■ Your objective ■
Copy all of the records below word for word, keeping every line unchanged.

>>>>

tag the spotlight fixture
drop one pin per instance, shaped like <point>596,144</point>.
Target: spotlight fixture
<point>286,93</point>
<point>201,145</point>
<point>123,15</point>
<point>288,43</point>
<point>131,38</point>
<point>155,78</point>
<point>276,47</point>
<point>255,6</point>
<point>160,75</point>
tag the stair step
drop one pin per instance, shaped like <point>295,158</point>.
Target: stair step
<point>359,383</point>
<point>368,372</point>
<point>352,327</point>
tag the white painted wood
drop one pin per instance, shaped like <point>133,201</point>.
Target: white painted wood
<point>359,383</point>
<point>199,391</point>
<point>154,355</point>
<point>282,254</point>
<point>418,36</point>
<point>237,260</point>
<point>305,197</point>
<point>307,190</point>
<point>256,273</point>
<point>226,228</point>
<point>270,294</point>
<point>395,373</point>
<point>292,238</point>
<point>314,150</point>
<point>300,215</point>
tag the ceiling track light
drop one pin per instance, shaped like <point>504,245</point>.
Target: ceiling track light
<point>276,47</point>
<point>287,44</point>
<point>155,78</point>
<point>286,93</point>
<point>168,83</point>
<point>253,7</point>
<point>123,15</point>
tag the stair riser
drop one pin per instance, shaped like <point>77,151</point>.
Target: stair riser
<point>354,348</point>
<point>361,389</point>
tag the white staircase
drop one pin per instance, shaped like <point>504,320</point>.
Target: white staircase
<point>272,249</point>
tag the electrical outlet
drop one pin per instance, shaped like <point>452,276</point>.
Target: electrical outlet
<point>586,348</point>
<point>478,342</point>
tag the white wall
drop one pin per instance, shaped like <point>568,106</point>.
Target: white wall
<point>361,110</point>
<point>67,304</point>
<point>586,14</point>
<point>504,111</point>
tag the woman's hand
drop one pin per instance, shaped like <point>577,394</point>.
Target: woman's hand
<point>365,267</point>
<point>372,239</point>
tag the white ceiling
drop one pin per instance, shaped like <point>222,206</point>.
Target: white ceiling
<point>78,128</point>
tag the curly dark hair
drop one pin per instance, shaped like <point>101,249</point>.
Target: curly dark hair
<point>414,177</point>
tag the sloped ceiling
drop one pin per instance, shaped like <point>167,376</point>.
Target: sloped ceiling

<<<<

■ Solution to the problem ■
tag the spotlight fixture
drop one pin per instance, shaped like <point>596,144</point>.
Target: spotlight fixture
<point>286,93</point>
<point>201,145</point>
<point>123,15</point>
<point>288,43</point>
<point>131,38</point>
<point>155,78</point>
<point>276,47</point>
<point>255,6</point>
<point>160,75</point>
tag the stair step
drop one pin per instance, shaped like <point>295,158</point>.
Target: stair step
<point>359,383</point>
<point>368,372</point>
<point>352,327</point>
tag the white painted wood
drop one pin per instance, shaped like <point>133,201</point>.
Target: white painted wood
<point>359,383</point>
<point>199,391</point>
<point>154,355</point>
<point>282,254</point>
<point>418,36</point>
<point>237,260</point>
<point>305,197</point>
<point>307,190</point>
<point>256,273</point>
<point>226,228</point>
<point>270,294</point>
<point>395,373</point>
<point>292,238</point>
<point>314,150</point>
<point>300,215</point>
tag the ceiling track light
drop one pin per instance, shaped like <point>504,245</point>.
Target: ceiling track light
<point>276,47</point>
<point>287,44</point>
<point>155,78</point>
<point>286,93</point>
<point>168,83</point>
<point>253,7</point>
<point>123,15</point>
tag the stair riser
drop one pin per instance, shaped like <point>77,151</point>.
Target: stair riser
<point>354,348</point>
<point>361,389</point>
tag the white staircase
drop one pin per instance, shaped like <point>504,320</point>.
Target: white staircase
<point>272,249</point>
tag the electrical outlet
drop one pin per instance, shaped like <point>452,276</point>.
Target: electrical outlet
<point>586,348</point>
<point>478,342</point>
tag the white wall
drop one pin per instance, shaped like <point>568,106</point>.
Target: white wall
<point>361,110</point>
<point>67,304</point>
<point>586,14</point>
<point>504,111</point>
tag the woman's hand
drop one pin per instance, shaped like <point>577,394</point>.
Target: woman's hand
<point>365,267</point>
<point>372,239</point>
tag the white ceiling
drop one pin per instance, shaped like <point>222,206</point>.
Target: white ceiling
<point>78,128</point>
tag the curly dark hair
drop one pin per instance, shaped like <point>101,249</point>.
Target: curly dark hair
<point>414,177</point>
tag the sloped ceiling
drop one pin per instance, shaped like <point>167,376</point>.
Target: sloped ceiling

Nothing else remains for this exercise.